*STORED RECORDS*.
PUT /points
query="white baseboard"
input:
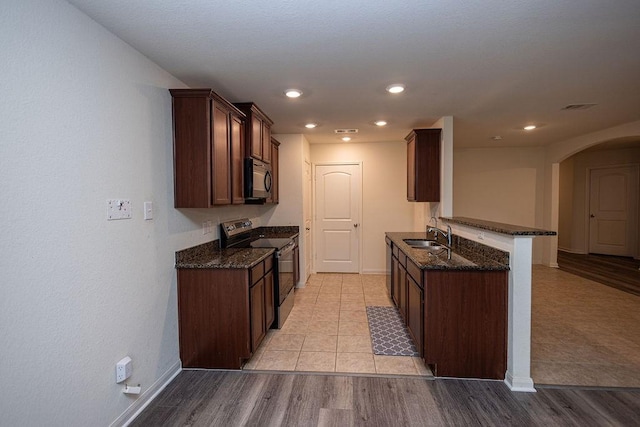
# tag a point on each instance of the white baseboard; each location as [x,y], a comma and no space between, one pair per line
[373,272]
[520,384]
[147,397]
[572,251]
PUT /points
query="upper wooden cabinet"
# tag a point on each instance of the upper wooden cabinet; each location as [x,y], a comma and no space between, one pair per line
[208,147]
[257,132]
[275,171]
[423,165]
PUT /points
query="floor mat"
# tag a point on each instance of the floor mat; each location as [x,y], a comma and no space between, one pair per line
[389,336]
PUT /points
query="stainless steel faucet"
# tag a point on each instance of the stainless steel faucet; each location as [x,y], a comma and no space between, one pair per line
[435,230]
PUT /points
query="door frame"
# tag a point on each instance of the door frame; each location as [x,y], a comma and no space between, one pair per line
[314,228]
[635,210]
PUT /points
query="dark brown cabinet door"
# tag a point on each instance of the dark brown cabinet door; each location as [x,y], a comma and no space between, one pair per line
[221,156]
[411,169]
[402,292]
[202,148]
[423,165]
[269,300]
[256,138]
[266,142]
[256,302]
[257,131]
[414,313]
[237,160]
[395,280]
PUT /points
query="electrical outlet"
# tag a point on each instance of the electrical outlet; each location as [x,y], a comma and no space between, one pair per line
[123,369]
[118,209]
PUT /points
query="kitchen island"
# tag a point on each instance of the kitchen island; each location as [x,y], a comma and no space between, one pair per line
[517,241]
[453,299]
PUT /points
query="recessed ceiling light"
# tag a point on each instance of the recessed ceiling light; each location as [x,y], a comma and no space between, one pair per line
[293,93]
[395,88]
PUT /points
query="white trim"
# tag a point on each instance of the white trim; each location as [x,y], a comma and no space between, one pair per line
[147,397]
[374,271]
[519,384]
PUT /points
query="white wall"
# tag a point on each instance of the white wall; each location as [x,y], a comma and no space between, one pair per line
[84,118]
[384,194]
[501,184]
[574,174]
[294,150]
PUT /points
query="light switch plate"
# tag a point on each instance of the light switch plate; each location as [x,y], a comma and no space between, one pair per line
[148,210]
[118,209]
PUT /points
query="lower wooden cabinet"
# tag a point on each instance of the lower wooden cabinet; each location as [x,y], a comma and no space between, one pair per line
[224,314]
[456,318]
[415,316]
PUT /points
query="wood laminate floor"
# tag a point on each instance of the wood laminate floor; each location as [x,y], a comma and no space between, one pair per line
[244,398]
[619,272]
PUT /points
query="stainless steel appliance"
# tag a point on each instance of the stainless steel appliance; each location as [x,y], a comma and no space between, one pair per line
[240,234]
[257,180]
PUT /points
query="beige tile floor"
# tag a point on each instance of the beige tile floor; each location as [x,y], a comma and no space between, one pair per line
[327,331]
[583,332]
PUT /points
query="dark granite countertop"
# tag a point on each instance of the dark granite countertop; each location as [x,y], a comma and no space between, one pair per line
[210,255]
[465,254]
[498,227]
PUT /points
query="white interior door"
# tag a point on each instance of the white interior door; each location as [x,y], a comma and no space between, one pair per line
[307,220]
[613,199]
[338,198]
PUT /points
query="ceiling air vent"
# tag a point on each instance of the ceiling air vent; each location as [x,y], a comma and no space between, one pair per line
[578,106]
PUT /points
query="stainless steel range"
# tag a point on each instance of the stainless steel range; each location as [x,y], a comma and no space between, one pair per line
[241,234]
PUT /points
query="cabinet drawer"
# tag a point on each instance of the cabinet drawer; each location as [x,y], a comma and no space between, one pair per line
[414,272]
[256,273]
[402,258]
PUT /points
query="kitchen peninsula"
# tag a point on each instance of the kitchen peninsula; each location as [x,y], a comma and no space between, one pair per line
[453,299]
[517,242]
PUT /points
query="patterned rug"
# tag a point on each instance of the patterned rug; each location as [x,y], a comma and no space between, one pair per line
[389,336]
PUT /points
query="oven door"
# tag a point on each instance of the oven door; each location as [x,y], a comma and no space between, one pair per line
[285,281]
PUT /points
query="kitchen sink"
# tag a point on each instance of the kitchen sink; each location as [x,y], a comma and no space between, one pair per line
[424,244]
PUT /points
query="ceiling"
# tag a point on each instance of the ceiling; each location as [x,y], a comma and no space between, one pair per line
[494,65]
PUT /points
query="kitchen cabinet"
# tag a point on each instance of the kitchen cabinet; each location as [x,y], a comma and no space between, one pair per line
[415,312]
[257,132]
[456,318]
[465,323]
[275,172]
[207,141]
[423,165]
[296,263]
[224,314]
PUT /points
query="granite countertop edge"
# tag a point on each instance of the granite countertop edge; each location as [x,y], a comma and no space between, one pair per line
[465,254]
[499,227]
[211,255]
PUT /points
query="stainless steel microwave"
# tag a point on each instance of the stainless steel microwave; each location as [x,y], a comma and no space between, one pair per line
[257,179]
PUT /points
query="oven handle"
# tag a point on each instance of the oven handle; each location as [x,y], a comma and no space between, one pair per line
[286,250]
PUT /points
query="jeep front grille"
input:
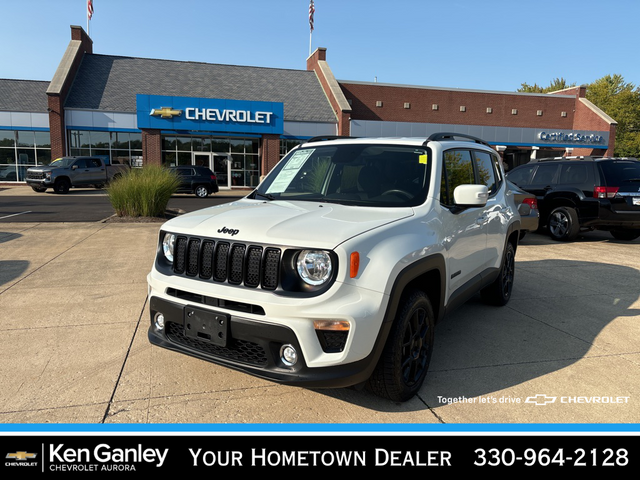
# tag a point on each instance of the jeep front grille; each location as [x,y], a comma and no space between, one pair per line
[234,263]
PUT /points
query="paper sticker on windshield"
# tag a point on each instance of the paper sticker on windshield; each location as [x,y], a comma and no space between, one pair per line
[298,158]
[290,170]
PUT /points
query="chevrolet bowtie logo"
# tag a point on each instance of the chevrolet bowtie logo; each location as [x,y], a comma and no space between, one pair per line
[540,399]
[166,112]
[21,455]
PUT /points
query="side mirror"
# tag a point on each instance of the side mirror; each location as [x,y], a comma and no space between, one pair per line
[471,195]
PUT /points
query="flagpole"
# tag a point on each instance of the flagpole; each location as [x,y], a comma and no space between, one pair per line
[312,10]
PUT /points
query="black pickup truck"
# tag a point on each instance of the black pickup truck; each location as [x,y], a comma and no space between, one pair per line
[67,172]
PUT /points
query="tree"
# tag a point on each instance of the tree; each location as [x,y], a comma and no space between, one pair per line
[617,98]
[621,101]
[556,84]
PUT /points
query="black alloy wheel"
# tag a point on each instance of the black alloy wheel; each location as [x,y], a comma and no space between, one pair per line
[563,224]
[405,360]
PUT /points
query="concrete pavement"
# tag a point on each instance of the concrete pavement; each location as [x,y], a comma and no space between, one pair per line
[74,320]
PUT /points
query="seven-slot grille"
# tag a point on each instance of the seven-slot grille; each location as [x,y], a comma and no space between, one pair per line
[221,261]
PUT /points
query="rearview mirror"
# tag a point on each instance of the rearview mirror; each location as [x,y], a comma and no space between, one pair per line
[471,195]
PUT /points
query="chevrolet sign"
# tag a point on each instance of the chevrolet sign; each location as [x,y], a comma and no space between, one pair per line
[187,114]
[241,116]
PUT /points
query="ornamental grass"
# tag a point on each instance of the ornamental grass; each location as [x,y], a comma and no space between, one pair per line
[143,192]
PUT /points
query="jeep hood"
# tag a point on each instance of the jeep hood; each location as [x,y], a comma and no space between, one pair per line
[301,224]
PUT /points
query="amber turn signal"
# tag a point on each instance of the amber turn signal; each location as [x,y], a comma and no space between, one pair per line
[355,264]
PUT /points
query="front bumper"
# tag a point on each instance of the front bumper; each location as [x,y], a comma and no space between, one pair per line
[249,337]
[44,182]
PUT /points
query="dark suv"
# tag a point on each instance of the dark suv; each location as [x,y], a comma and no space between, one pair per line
[200,181]
[584,193]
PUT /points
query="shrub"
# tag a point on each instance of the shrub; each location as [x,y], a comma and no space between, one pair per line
[143,192]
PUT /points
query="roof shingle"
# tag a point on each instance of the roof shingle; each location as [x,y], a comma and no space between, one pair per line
[111,83]
[23,95]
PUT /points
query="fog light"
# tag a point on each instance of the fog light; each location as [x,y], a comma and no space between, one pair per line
[288,355]
[159,321]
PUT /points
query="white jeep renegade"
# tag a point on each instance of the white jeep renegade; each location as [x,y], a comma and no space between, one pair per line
[335,270]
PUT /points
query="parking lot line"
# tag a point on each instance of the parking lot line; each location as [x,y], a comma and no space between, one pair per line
[15,214]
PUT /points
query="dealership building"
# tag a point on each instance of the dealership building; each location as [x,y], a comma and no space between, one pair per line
[241,120]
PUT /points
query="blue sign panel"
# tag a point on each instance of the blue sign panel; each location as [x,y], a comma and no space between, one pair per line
[209,115]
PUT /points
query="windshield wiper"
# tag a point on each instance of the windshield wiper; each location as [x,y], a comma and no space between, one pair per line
[268,196]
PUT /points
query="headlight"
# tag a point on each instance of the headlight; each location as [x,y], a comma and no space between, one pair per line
[314,266]
[168,244]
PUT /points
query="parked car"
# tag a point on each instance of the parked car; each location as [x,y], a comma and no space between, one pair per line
[67,172]
[200,181]
[584,193]
[527,208]
[335,270]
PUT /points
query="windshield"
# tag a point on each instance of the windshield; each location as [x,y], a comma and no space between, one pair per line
[367,175]
[62,162]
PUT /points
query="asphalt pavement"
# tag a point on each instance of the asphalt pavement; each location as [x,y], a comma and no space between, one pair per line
[566,349]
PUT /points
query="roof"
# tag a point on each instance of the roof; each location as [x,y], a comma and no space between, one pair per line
[23,95]
[110,83]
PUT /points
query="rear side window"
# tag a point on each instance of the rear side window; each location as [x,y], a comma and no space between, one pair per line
[521,175]
[544,175]
[574,174]
[619,172]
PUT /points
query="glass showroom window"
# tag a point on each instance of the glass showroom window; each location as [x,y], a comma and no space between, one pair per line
[242,153]
[120,147]
[286,144]
[21,149]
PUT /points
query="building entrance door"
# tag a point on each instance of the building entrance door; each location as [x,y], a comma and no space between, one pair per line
[219,164]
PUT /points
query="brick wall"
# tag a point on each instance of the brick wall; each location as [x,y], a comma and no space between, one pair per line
[457,107]
[343,116]
[56,101]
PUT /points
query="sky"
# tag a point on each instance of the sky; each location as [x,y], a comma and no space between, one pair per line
[485,45]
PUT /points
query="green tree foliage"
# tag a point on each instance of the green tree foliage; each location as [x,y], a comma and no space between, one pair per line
[621,101]
[617,98]
[555,85]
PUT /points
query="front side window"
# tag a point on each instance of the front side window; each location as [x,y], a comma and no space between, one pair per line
[488,172]
[457,170]
[354,174]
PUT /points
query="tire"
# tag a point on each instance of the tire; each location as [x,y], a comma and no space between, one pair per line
[563,224]
[499,292]
[201,191]
[62,186]
[405,359]
[628,235]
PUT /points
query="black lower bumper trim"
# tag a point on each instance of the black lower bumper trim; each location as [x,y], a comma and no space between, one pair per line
[253,348]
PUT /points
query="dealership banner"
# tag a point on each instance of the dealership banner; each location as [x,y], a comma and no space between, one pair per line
[293,453]
[209,115]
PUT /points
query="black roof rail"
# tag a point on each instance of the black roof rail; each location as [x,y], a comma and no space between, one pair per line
[322,138]
[586,158]
[451,136]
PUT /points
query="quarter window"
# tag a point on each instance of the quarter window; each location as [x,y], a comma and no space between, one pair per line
[487,172]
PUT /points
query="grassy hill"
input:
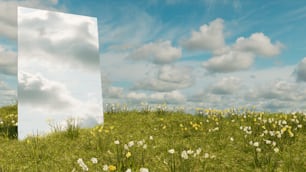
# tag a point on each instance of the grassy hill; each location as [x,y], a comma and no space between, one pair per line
[167,141]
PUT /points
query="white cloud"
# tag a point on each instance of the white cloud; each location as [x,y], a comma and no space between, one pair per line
[66,39]
[210,37]
[136,97]
[259,44]
[168,78]
[173,97]
[300,70]
[41,92]
[229,62]
[8,14]
[227,85]
[161,52]
[8,62]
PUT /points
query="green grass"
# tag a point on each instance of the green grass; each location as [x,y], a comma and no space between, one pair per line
[223,144]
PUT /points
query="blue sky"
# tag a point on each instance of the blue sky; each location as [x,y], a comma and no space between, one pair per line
[204,53]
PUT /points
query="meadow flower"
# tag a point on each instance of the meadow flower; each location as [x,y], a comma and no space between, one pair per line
[105,167]
[190,151]
[256,144]
[126,147]
[206,155]
[112,168]
[82,164]
[143,169]
[276,150]
[198,151]
[128,154]
[171,151]
[131,143]
[184,154]
[94,160]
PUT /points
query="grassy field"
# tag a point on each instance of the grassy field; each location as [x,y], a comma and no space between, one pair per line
[164,141]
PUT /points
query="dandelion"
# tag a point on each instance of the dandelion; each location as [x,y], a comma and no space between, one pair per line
[276,150]
[184,154]
[171,151]
[94,160]
[143,169]
[112,168]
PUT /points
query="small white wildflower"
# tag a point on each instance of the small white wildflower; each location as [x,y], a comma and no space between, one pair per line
[171,151]
[184,154]
[94,160]
[143,170]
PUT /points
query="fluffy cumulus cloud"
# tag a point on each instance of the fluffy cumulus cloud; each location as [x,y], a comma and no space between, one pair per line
[41,92]
[8,14]
[229,62]
[168,78]
[300,71]
[7,94]
[210,37]
[8,62]
[136,97]
[259,44]
[227,85]
[63,39]
[173,97]
[161,52]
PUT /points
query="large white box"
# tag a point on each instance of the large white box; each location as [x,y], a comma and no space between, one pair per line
[59,74]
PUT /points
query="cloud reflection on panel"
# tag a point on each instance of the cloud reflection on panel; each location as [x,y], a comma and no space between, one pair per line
[58,70]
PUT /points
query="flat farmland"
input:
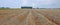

*SHORT EXERCISE*. Identify every line in the entries above that contains the word "hill", and copy each such line. Treat uppercase and lowercase letters as different.

*WRITTEN ANSWER*.
query="grassy hill"
# tag a point on each instance of the grassy hill; each location as [x,y], a comma and no space between, one pair per line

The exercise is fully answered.